REQUIREMENTS -
Quote every entry below word for word, leaving out the pictures.

THE DATA -
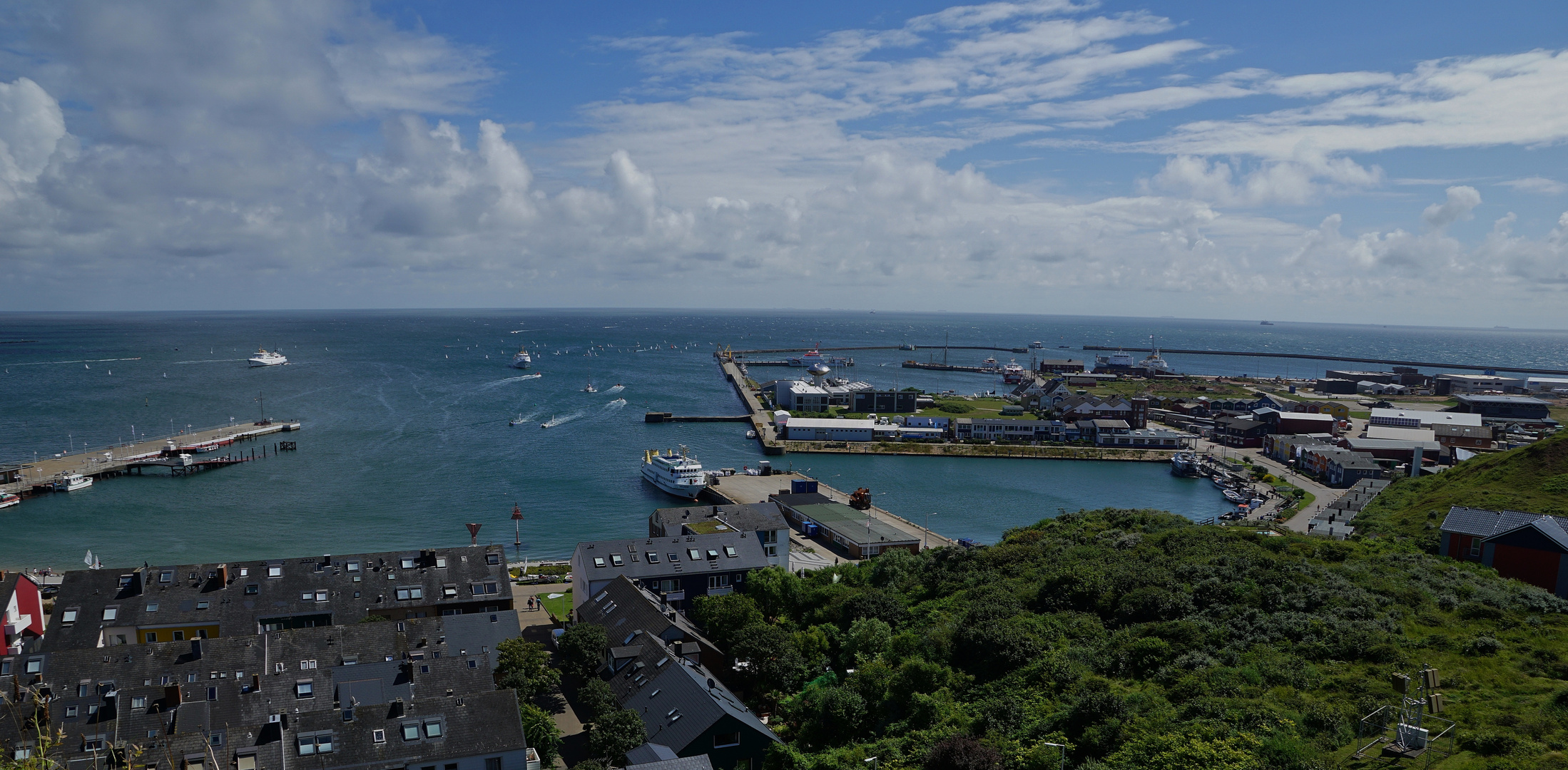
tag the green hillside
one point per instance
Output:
(1142, 642)
(1527, 478)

FINISHED EXERCISE -
tag the green hillside
one point per instance
Output:
(1142, 642)
(1527, 478)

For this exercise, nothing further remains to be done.